/---
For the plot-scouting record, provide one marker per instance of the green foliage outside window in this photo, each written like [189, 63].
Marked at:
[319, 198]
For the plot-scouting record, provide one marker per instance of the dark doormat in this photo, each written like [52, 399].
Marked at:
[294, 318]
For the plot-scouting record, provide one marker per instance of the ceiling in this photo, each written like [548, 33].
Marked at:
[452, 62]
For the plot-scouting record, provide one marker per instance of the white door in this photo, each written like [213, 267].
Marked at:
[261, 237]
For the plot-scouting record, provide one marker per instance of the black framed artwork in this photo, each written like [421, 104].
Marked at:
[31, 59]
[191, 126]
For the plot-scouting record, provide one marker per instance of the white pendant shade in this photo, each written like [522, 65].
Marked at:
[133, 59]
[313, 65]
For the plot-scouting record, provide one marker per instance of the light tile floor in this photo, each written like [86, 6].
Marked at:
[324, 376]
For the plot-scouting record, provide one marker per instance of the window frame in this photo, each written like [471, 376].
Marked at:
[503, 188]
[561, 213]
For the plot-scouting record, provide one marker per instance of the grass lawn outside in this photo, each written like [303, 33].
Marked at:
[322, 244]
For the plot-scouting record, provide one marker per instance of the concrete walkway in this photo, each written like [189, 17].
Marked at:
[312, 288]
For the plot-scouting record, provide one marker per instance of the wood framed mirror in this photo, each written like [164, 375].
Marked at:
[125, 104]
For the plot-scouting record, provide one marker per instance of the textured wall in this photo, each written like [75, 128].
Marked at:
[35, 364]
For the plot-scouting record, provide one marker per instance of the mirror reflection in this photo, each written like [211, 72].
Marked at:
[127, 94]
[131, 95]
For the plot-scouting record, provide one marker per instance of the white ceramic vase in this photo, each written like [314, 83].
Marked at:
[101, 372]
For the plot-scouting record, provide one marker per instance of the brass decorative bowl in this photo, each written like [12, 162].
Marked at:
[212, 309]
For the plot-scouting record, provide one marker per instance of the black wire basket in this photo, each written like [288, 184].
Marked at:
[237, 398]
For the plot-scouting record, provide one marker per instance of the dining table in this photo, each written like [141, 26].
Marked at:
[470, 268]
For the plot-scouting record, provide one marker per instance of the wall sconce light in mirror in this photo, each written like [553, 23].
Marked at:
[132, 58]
\---
● **WHAT IS REQUIRED**
Can you put every line of the records above into a Markdown table with the columns "Row" and "Line," numbering each row and leaving out any blank lines?

● **REPLY**
| Row | Line |
|---|---|
| 1 | For the plot-scouting record, provide one marker per instance of the green foliage outside window in this photo, each written like [189, 63]. |
| 2 | Marked at: |
| 3 | [319, 198] |
| 4 | For the plot-scouting record, provide one marker per instance of the dark doormat in this photo, each written like [52, 399]. |
| 5 | Marked at: |
| 6 | [294, 318] |
| 7 | For the plot-scouting record, provide one marker per instance of the ceiling in this photo, each written like [548, 33]. |
| 8 | Marked at: |
| 9 | [452, 62] |
| 10 | For the plot-scouting record, provide one marker per instance of the white door in this photo, each written like [213, 267]. |
| 11 | Marked at: |
| 12 | [261, 237] |
| 13 | For the plot-scouting record, provide one marker per instance of the black framed artwork in this photo, each written like [421, 104]. |
| 14 | Marked at: |
| 15 | [31, 59] |
| 16 | [191, 126] |
| 17 | For the plot-scouting record, provide one marker per instance of the white pendant shade in this photo, each written like [522, 65]. |
| 18 | Marked at: |
| 19 | [133, 59] |
| 20 | [313, 65] |
| 21 | For the plot-scouting record, provide one marker per instance of the light tile floor in this photo, each written like [86, 6]. |
| 22 | Marked at: |
| 23 | [324, 376] |
| 24 | For the plot-scouting record, provide one marker per instance of the window frame in this photo, each written like [471, 376]. |
| 25 | Marked at: |
| 26 | [503, 188] |
| 27 | [561, 213] |
| 28 | For the plot-scouting record, provide one marker per instance of the grass lawn outside in this photo, each written like [303, 33]. |
| 29 | Marked at: |
| 30 | [322, 244] |
| 31 | For the plot-scouting record, provide one marker per instance of the concrete walkway in this photo, each written like [189, 17]. |
| 32 | Marked at: |
| 33 | [312, 288] |
| 34 | For the plot-scouting record, provide one marker per instance of the wood framed mirror in this photo, each written like [164, 375]. |
| 35 | Marked at: |
| 36 | [125, 104] |
| 37 | For the plot-scouting record, provide one marker per instance of the textured wall in this photo, each written like [75, 128]. |
| 38 | Marked at: |
| 39 | [35, 364] |
| 40 | For the plot-scouting record, provide one marker per instance of the mirror reflection in this photo, each written like [211, 72]. |
| 41 | Marked at: |
| 42 | [127, 94] |
| 43 | [131, 95] |
| 44 | For the plot-scouting record, provide one marker per instance of the white ceramic vase in this photo, each written like [314, 83]. |
| 45 | Marked at: |
| 46 | [101, 372] |
| 47 | For the plot-scouting record, provide one marker per instance of the brass decorative bowl in this photo, each written like [12, 162]. |
| 48 | Marked at: |
| 49 | [212, 309] |
| 50 | For the plot-scouting record, provide one marker per instance of the black wire basket in this photo, each written like [288, 184]. |
| 51 | Marked at: |
| 52 | [237, 398] |
| 53 | For the plot-scouting record, provide one marker per instance of the dining table in this photo, each written like [141, 26]. |
| 54 | Marked at: |
| 55 | [470, 268] |
| 56 | For the plot-scouting record, provide one marker per instance of the wall sconce light in mirror in this photo, each written like [553, 23]. |
| 57 | Marked at: |
| 58 | [132, 58] |